■ **Task to carry out**:
Put every line of the listing below into a Markdown table with the columns Row and Text, where Row numbers each line and Text holds it. Leave out blank lines.

----

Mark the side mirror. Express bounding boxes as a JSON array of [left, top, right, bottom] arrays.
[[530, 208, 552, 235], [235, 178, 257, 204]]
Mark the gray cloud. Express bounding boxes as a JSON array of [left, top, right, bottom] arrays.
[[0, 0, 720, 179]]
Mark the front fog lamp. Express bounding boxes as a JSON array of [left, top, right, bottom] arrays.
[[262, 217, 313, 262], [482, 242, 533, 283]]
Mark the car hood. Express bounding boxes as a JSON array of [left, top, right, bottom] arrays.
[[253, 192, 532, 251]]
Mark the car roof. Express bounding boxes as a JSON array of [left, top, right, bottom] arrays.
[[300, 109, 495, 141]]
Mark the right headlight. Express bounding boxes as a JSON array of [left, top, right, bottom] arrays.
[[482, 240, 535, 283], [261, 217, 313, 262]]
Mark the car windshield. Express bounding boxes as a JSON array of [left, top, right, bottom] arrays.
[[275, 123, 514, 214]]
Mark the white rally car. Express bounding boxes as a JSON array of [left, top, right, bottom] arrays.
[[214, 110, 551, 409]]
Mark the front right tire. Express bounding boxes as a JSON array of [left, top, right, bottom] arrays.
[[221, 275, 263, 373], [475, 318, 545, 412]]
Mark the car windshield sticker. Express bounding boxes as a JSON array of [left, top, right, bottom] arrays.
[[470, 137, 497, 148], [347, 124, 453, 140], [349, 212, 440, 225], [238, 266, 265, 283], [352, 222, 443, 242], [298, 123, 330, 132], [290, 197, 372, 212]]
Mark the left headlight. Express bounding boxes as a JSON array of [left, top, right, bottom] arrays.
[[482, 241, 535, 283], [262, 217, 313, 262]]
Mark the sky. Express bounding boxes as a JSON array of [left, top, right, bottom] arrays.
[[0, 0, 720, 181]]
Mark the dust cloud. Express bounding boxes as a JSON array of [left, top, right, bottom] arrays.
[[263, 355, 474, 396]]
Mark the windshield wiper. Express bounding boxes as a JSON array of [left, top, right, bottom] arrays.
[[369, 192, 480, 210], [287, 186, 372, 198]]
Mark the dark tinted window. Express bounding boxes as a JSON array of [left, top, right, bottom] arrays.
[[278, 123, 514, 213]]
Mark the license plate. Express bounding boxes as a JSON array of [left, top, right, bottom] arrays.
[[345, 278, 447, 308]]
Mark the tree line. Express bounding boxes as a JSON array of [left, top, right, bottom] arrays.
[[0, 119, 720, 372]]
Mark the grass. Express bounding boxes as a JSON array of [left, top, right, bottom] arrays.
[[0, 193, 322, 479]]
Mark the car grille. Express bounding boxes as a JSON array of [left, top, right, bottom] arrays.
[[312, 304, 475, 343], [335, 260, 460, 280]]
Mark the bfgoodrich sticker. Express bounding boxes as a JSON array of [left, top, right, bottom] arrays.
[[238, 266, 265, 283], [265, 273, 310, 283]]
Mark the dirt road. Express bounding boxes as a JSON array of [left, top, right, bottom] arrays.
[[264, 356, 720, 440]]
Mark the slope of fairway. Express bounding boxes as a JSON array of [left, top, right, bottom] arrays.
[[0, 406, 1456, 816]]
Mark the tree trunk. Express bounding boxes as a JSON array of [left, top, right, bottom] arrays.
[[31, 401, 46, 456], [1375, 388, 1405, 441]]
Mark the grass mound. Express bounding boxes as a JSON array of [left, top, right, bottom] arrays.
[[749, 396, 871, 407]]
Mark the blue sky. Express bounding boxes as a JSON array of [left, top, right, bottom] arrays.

----

■ **Solution to this problem**:
| Row | Text |
|---|---|
| 1 | Mark the side mirror. Express bounding boxes as a JSON array of [left, top, right, bottom] arrays. |
| 2 | [[530, 208, 552, 235], [235, 178, 257, 204]] |
| 3 | Mark the gray cloud. Express bounding boxes as a JSON array of [left, top, right, bottom] arrays. |
| 4 | [[0, 0, 720, 179]] |
| 5 | Mark the front fog lamp. Express bounding boxes as a JSON array of [left, top, right, bottom] arrays. |
| 6 | [[262, 217, 313, 262], [482, 242, 533, 283]] |
| 7 | Mark the car hood. Express bounding boxes as a JSON array of [left, top, right, bottom] arrays. |
| 8 | [[253, 192, 532, 251]] |
| 9 | Mark the car roof. Express bounding boxes as a JSON array of [left, top, right, bottom] arrays. |
| 10 | [[300, 109, 495, 141]] |
| 11 | Mark the right headlight. Express bounding boxes as a JSON array of [left, top, right, bottom] arrays. |
| 12 | [[482, 240, 535, 283], [261, 217, 313, 262]] |
| 13 | Mark the car windshield. Express bounding boxes as a JSON array of [left, top, right, bottom] arrays. |
| 14 | [[275, 123, 514, 214]] |
| 15 | Mark the white rally car. Express bounding boxes as a JSON array of [left, top, right, bottom] arrays. |
| 16 | [[214, 110, 551, 409]] |
| 17 | Mark the front right tire. Express bounding boxes as a JSON array of [left, top, right, bottom] arrays. |
| 18 | [[221, 275, 263, 373], [475, 318, 545, 412]] |
| 19 | Mark the car windshield sticker. Express bounding boxes as a JSON array of [left, top, right, bottom] arrays. |
| 20 | [[470, 137, 497, 148], [347, 124, 453, 140], [349, 212, 440, 225], [238, 266, 265, 283], [352, 222, 443, 242], [298, 123, 330, 132], [290, 197, 372, 212]] |
| 21 | Mark the left headlight. Express bounding boxes as a JSON array of [left, top, right, bottom] arrays. |
| 22 | [[482, 241, 535, 283], [262, 217, 313, 262]] |
| 23 | Mark the sky. Express bounding boxes as a JSON array of [left, top, right, bottom] arrays. |
| 24 | [[0, 0, 720, 181]] |
| 25 | Mark the dust cloud. Express bounding boxes as a JSON array of [left, top, right, bottom] arrays. |
| 26 | [[263, 355, 474, 396]] |
| 27 | Mark the windshield wiper. Express bounding boxes as a JSON array of [left, top, right, bottom] arrays. |
| 28 | [[369, 192, 480, 210], [287, 186, 372, 198]] |
| 29 | Mark the dark tinted window. Express bounding boxes as a JSON array of [left, top, right, bottom] arrays. |
| 30 | [[278, 123, 514, 213]] |
| 31 | Mark the license plate. Express bounding boxes as a JSON array of [left, top, right, bottom] arrays. |
| 32 | [[345, 278, 447, 308]] |
| 33 | Mark the tree line. Express bounding boxes as a JSON array of [left, top, right, bottom] arrays. |
| 34 | [[0, 119, 720, 372]] |
| 35 | Mark the grass. Express bounding boxes as a JSON array of [left, top, right, bottom] arrays. |
| 36 | [[0, 193, 322, 479]] |
| 37 | Mark the car grille. Express bounding boxes as a JSON array of [left, top, right, bottom] arrays. |
| 38 | [[312, 304, 475, 343], [335, 260, 460, 280]] |
| 39 | Mark the bfgoodrich sticker. Express bounding boxes as a JSON array of [left, top, right, bottom] arrays. |
| 40 | [[238, 266, 265, 283], [265, 273, 310, 283]] |
| 41 | Mark the dirt road. Express bounding boxes as a JSON array of [left, top, right, bottom] arrays. |
| 42 | [[264, 356, 720, 440]] |
| 43 | Mark the slope of fairway. Express bounding boxes as a JSON array of [left, top, right, bottom] arrays. |
| 44 | [[0, 406, 1456, 816]] |
| 45 | Mark the tree trunk. Express bounding boxes as a JSON array of [left, top, right, bottom] arrays. |
| 46 | [[31, 401, 46, 456], [1375, 388, 1405, 441]] |
| 47 | Mark the grass mound. Express bounding boxes as a JSON array of [left, top, right, bottom] arrays. |
| 48 | [[749, 396, 871, 407]] |
| 49 | Mark the blue sky. Express bounding boxes as a JSON array of [left, top, right, bottom] arrays. |